TO BE DONE —
Please repeat all of the lines that follow, exactly as written.

▬▬▬

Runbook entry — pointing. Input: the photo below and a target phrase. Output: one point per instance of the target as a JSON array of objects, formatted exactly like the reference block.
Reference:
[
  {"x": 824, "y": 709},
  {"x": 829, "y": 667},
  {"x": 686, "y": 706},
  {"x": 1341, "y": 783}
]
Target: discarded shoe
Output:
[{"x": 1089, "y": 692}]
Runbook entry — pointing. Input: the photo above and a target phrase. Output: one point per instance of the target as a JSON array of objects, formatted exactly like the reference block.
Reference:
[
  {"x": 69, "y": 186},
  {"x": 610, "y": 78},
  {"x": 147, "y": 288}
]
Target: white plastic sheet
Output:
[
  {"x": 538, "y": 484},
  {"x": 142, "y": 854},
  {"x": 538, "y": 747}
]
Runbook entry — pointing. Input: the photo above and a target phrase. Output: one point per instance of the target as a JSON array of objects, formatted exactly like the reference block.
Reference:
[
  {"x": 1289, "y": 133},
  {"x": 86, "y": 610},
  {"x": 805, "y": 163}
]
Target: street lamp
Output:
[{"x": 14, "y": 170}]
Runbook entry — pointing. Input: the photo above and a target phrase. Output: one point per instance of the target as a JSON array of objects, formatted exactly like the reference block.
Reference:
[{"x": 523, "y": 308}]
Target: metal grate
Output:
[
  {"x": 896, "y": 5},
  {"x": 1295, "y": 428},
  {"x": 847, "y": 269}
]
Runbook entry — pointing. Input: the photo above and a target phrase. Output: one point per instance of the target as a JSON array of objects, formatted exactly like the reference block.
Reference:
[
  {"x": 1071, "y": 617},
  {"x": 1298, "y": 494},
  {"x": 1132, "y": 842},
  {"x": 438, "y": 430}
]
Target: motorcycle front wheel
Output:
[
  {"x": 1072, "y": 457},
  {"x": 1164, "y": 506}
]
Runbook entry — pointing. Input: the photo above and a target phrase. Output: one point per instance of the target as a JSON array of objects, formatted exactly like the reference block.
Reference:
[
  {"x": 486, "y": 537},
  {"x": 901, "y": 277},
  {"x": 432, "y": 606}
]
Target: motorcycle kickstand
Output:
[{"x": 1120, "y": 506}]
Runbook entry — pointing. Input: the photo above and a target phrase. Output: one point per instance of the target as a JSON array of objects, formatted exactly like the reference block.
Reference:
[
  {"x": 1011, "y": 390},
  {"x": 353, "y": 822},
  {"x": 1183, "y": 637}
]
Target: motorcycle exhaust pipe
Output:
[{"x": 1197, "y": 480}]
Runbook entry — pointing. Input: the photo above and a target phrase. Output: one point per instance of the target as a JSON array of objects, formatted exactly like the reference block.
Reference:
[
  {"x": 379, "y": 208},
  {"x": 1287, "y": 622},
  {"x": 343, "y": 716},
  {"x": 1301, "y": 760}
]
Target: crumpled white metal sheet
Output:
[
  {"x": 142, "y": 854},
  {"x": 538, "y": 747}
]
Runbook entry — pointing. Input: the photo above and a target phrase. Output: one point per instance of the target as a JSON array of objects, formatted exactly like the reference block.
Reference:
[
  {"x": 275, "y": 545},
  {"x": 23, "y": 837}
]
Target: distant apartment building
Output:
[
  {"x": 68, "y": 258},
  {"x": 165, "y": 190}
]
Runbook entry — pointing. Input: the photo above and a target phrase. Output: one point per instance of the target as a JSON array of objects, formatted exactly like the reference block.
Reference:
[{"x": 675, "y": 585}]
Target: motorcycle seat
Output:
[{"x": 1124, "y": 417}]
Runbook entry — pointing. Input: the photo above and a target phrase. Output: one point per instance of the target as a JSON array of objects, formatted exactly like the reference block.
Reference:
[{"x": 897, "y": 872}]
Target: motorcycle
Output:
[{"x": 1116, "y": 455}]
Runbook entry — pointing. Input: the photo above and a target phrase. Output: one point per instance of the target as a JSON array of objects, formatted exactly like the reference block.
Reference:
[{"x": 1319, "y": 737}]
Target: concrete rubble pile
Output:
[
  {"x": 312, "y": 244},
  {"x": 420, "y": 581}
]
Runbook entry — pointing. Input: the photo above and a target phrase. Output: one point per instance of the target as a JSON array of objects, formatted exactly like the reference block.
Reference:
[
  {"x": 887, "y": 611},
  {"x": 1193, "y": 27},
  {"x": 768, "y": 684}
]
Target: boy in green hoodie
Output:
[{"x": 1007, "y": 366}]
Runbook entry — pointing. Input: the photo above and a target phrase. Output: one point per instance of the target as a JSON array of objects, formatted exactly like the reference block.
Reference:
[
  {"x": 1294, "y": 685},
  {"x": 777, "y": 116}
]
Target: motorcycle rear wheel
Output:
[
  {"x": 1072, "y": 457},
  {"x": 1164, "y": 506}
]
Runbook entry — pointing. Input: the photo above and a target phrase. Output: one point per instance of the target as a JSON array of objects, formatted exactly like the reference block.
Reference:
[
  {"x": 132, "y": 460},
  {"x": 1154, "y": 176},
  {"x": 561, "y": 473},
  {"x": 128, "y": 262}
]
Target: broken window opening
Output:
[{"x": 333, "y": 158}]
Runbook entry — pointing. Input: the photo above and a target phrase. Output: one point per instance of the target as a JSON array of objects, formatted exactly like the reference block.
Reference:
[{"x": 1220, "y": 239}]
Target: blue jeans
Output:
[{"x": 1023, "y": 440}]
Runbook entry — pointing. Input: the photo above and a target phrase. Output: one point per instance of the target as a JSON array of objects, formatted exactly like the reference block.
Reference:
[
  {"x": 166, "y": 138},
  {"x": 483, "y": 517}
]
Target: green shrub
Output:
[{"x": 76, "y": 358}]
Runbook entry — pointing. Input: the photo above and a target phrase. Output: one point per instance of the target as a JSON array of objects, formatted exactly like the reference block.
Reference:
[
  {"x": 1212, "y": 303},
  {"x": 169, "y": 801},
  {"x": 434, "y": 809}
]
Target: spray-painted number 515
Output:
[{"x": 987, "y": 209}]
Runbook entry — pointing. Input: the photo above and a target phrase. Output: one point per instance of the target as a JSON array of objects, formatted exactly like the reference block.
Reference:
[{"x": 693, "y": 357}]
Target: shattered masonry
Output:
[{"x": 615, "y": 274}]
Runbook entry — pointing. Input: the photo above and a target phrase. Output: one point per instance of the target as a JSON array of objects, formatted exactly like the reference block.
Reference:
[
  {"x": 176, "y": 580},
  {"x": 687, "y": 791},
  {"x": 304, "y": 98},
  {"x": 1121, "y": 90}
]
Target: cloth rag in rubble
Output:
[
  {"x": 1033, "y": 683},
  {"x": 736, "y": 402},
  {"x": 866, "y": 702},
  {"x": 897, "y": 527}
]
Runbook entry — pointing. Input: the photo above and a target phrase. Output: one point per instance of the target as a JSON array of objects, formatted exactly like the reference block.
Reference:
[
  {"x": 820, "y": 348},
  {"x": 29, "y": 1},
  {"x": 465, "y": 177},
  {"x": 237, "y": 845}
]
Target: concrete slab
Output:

▬▬▬

RESULT FOR THIS TASK —
Runbook entry — pointing. Input: the photo below and a target phrase. Output: one point per instance of the target as a JSON array of objects, formatted exactly like the reference block.
Reference:
[
  {"x": 824, "y": 709},
  {"x": 829, "y": 667},
  {"x": 686, "y": 706},
  {"x": 1341, "y": 783}
]
Target: discarded shoe
Output:
[{"x": 1089, "y": 692}]
Runbook entry — pointing. Input: the photo above and a target phrase. Output: one point per instance of the target as a JSON array of objects, formatted exactly like the reference block.
Reference:
[
  {"x": 69, "y": 186},
  {"x": 610, "y": 78},
  {"x": 147, "y": 288}
]
Target: white plastic sheet
Output:
[
  {"x": 538, "y": 484},
  {"x": 142, "y": 854},
  {"x": 538, "y": 747}
]
Runbook entry — pointing. Input: the photo above and a target phrase. Output: one point per instance of the target as a JSON array of objects, formatted exactly like the reference block.
Reference:
[
  {"x": 1289, "y": 133},
  {"x": 86, "y": 610},
  {"x": 805, "y": 163}
]
Target: street lamp
Output:
[{"x": 14, "y": 170}]
Runbook entry — pointing. Input: the photo above and a target phrase. Output: one point per instance of the target as a JSON array of objects, formatted exactly like the reference block.
Reference:
[{"x": 523, "y": 308}]
Target: metal grate
Output:
[
  {"x": 896, "y": 5},
  {"x": 1295, "y": 428},
  {"x": 847, "y": 269}
]
Runbook entry — pointing. Input: the photo above and a target phrase. Output: one point per instance of the target as a JSON array of objects, formatted exactly like the reference block.
Reference:
[
  {"x": 1071, "y": 617},
  {"x": 1298, "y": 494},
  {"x": 1132, "y": 842},
  {"x": 438, "y": 430}
]
Target: motorcycle front wheel
Output:
[
  {"x": 1072, "y": 457},
  {"x": 1164, "y": 506}
]
Runbook entry — pointing. Input: the photo above and a target phrase. Output: one point per instance of the target as a JSON array of objects, formatted exactly like the reference block.
Reference:
[
  {"x": 486, "y": 537},
  {"x": 901, "y": 277},
  {"x": 432, "y": 606}
]
Target: motorcycle kickstand
Output:
[{"x": 1120, "y": 506}]
Runbook entry — pointing. Input: the photo above and a target phrase. Output: one point per instance of the target as a JSON array of objects, formatted exactly like the reference block.
Reference:
[
  {"x": 1011, "y": 390},
  {"x": 353, "y": 822},
  {"x": 1183, "y": 637}
]
Target: motorcycle exhaust pipe
Output:
[{"x": 1197, "y": 480}]
Runbook entry — pointing. Input: the photo above and a target phrase. Output: one point per instance of the target as a JSON array of objects, formatted exactly like the reference block.
Reference:
[
  {"x": 379, "y": 208},
  {"x": 1287, "y": 622},
  {"x": 343, "y": 716},
  {"x": 1301, "y": 760}
]
Target: crumpled white metal sheet
Output:
[
  {"x": 142, "y": 854},
  {"x": 538, "y": 747}
]
Runbook entry — pointing. Input: the photo above and a target phrase. Output: one point per instance of the target as a JSON array of objects, formatted exactly like the reference block.
Reference:
[
  {"x": 275, "y": 545},
  {"x": 23, "y": 837}
]
Target: distant apartment building
Output:
[
  {"x": 68, "y": 258},
  {"x": 165, "y": 190}
]
Runbook entry — pointing. Input: the photo above and a target phrase. Output: one point per instance of the target as a JSON array of objects, formatted exactly like the reference block.
Reference:
[{"x": 675, "y": 585}]
Target: motorcycle seat
Output:
[{"x": 1124, "y": 417}]
Runbook entry — pointing. Input: the photo above and a target phrase. Output: one point per instance of the target as a JSON array of objects, formatted exactly like the reference block.
Reference:
[{"x": 897, "y": 872}]
Target: motorcycle
Output:
[{"x": 1116, "y": 455}]
Runbook entry — pointing. Input: the photo above and a target phrase. Output: one point per instance of the target as a JSON array of objects, formatted exactly like the reference block.
Reference:
[{"x": 1319, "y": 737}]
Target: concrete rubble pile
Output:
[
  {"x": 312, "y": 244},
  {"x": 420, "y": 581}
]
Runbook entry — pointing. Input: the photo above and a target phrase. Output: one point per instance of the target as a JSON array of objects, formatted exactly like the reference block.
Reference:
[
  {"x": 887, "y": 611},
  {"x": 1193, "y": 27},
  {"x": 768, "y": 684}
]
Target: boy in green hoodie
Output:
[{"x": 1007, "y": 366}]
Runbook entry — pointing. Input: the photo above and a target phrase. Output: one point per instance of the target as a JSON array of objects, formatted exactly like the reference block.
Reference:
[
  {"x": 1294, "y": 685},
  {"x": 777, "y": 116}
]
Target: motorcycle rear wheel
Output:
[
  {"x": 1072, "y": 457},
  {"x": 1164, "y": 506}
]
Runbook entry — pointing. Input: the photo above and a target phrase. Output: one point per instance of the target as a JSON array of objects, formatted exactly like the reference block.
Reference:
[
  {"x": 132, "y": 460},
  {"x": 1154, "y": 176},
  {"x": 561, "y": 473},
  {"x": 128, "y": 262}
]
Target: broken window opening
Output:
[{"x": 333, "y": 158}]
Runbook entry — pointing. Input: the photo above and a target phrase. Output: one point per instance of the target as a JSON array of objects, formatted exactly like the reference block.
Reference:
[{"x": 1220, "y": 239}]
Target: blue jeans
Output:
[{"x": 1023, "y": 440}]
Runbook entry — pointing. Input: the photo above and a target phrase. Output: one point per instance of the target as a JSON array of objects, formatted exactly like the reference block.
Reference:
[
  {"x": 166, "y": 138},
  {"x": 483, "y": 517}
]
Target: green shrub
Output:
[{"x": 76, "y": 358}]
Runbook entry — pointing. Input: the photo above and a target phrase. Output: one point per instance of the target as a JSON array of objects, formatted exactly like the reference block.
Reference:
[
  {"x": 1212, "y": 303},
  {"x": 169, "y": 801},
  {"x": 434, "y": 809}
]
Target: spray-painted number 515
Output:
[{"x": 987, "y": 209}]
Runbook entry — pointing. Input: the photo above and a target phrase. Output: one point per instance of the target as a JSON array of objects, formatted exactly like the reference block.
Reference:
[{"x": 693, "y": 357}]
Target: shattered masonry
Output:
[{"x": 615, "y": 274}]
Runbook entry — pointing. Input: the photo above and a target phrase. Output: one point per instance of the target as a JSON array of objects, formatted exactly like the reference block.
Reference:
[
  {"x": 176, "y": 580},
  {"x": 687, "y": 791},
  {"x": 304, "y": 98},
  {"x": 1121, "y": 90}
]
Target: cloth rag in rubble
Output:
[
  {"x": 1033, "y": 683},
  {"x": 736, "y": 402},
  {"x": 866, "y": 702},
  {"x": 897, "y": 527}
]
Runbook entry — pointing. Input: the photo above and a target phrase. Output: one point per instance of the target as a JSON array of objects, formatted exactly like the reference block.
Reference:
[
  {"x": 820, "y": 348},
  {"x": 29, "y": 1},
  {"x": 465, "y": 177},
  {"x": 237, "y": 845}
]
Target: concrete slab
Output:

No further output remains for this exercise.